TESTO FORNITO:
“Se una cosa vale la pena farla una volta, allora vale la pena farla in continuazione – esplorandola, indagandola, facendo della sua ripetizione il motivo per cui il pubblico la osserva”.
Lo sosteneva Mark Rothko (1903-70), pittore di origini lettoni ma cresciuto negli Stati Uniti a Portland (Oregon), ed è esattamente ciò che accade nelle nove sale della Tate Modern di Londra dove viene ospitata una straordinaria rassegna dei lavori realizzati nella seconda parte della sua vita. 
Rothko vede infatti le sue opere quasi come oggetti di contemplazione che richiedono un coinvolgimento completo dell’osservatore: i visitatori si avvicinano e si allontanano in continuazione dalle opere, in cerca di dettagli quasi invisibili oppure assorti nel tentativo di trovare una visione complessiva. Egli dipinge tele spesso immense, dove elementari strutture geometriche galleggiano lievemente e talvolta si distinguono dallo sfondo solo grazie a impercettibili variazioni cromatiche o di orientamento delle pennellate.
Contrariamente ai suoi primi lavori, caratterizzati da toni intensi e luminosi, nella parte finale della sua carriera dominano il marrone, il rosso e il nero.
L’illuminazione delle sale, perfetta nel suo essere così lieve e flebile, sprofonda i visitatori in uno stato quasi meditativo, soprattutto nella sala dedicata a The Four Seasons.
All’inizio del 1958 a Rothko fu commissionata la realizzazione di una serie di dipinti murali per l’esclusivo ristorante Four Seasons nel Seagram Building di New York. Rothko iniziò a lavorare intensamente sull’opera in un nuovo studio appositamente affittato per consentirgli di simulare le dimensioni e le proporzioni della sala principale del ristorante; benché gli fossero state commissionate solo sette opere, ne dipinse una trentina.

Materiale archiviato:
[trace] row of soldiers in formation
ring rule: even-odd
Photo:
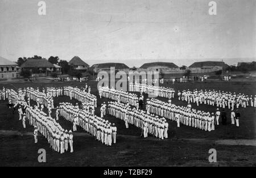
[[[112,143],[116,143],[117,128],[108,120],[69,103],[60,103],[60,116],[73,122],[73,131],[77,130],[76,126],[79,125],[102,144],[112,146]]]
[[[147,99],[146,110],[148,113],[154,113],[177,122],[177,126],[180,124],[210,132],[214,130],[214,123],[218,125],[218,118],[214,113],[191,109],[189,107],[177,106],[152,98]]]
[[[25,120],[28,121],[29,124],[34,126],[35,143],[38,142],[38,132],[39,132],[48,140],[53,150],[63,154],[65,151],[68,151],[68,143],[69,143],[70,151],[73,152],[72,131],[69,130],[68,133],[67,130],[65,131],[55,119],[47,116],[36,105],[35,105],[33,108],[26,102],[22,101],[20,98],[24,97],[24,95],[22,90],[19,90],[18,93],[11,90],[11,95],[9,95],[8,99],[12,104],[19,105],[19,112],[22,111],[23,126]],[[25,113],[23,113],[22,108]],[[20,117],[19,120],[21,120]]]
[[[43,92],[44,92],[44,91]],[[63,95],[63,88],[62,87],[47,87],[46,95],[51,97],[59,97]]]
[[[146,83],[137,83],[137,81],[134,83],[130,83],[129,91],[139,92],[152,96],[169,99],[174,98],[175,93],[175,91],[171,88],[147,85]]]
[[[139,107],[138,97],[135,94],[129,93],[122,90],[117,90],[113,87],[109,88],[106,87],[99,86],[98,93],[100,98],[109,98],[118,102],[128,103],[130,105],[135,106],[137,109]]]
[[[127,105],[117,101],[109,101],[108,113],[125,121],[125,126],[129,124],[142,129],[142,135],[144,138],[152,134],[160,139],[168,138],[168,124],[163,117],[147,114],[144,111],[133,109]]]
[[[147,100],[146,109],[148,113],[155,113],[176,121],[178,127],[180,126],[180,123],[209,132],[214,130],[214,125],[219,125],[221,116],[218,108],[215,113],[210,114],[209,112],[191,109],[191,105],[190,107],[176,106],[172,104],[171,102],[167,103],[156,99]],[[236,113],[232,111],[230,116],[232,124],[234,124],[236,120],[237,126],[239,126],[240,114],[238,111],[237,110]]]
[[[49,95],[49,93],[44,92],[44,90],[43,92],[40,92],[38,88],[35,90],[32,87],[28,87],[25,91],[28,105],[30,105],[30,100],[31,99],[36,102],[38,108],[41,107],[43,109],[43,106],[45,106],[49,111],[54,108],[53,98]]]
[[[64,87],[64,95],[70,97],[70,99],[75,99],[84,103],[88,103],[91,107],[97,107],[97,98],[95,95],[86,92],[86,88],[80,90],[77,87],[71,86]]]
[[[194,90],[193,91],[183,90],[178,91],[179,100],[185,100],[188,103],[195,103],[197,105],[204,104],[211,105],[216,105],[217,107],[225,108],[228,107],[232,111],[234,107],[238,108],[241,107],[246,108],[247,106],[256,107],[256,95],[254,98],[252,95],[249,98],[248,95],[241,93],[236,94],[231,92],[215,91],[213,90],[205,91]]]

COSA FARE: Secondo il testo sulla mostra di Rothko, quali colori dominano nella parte finale della carriera del pittore? Elencali tutti. Per rispondere basati solo sul testo.

RISULTATO: Il marrone, il rosso e il nero.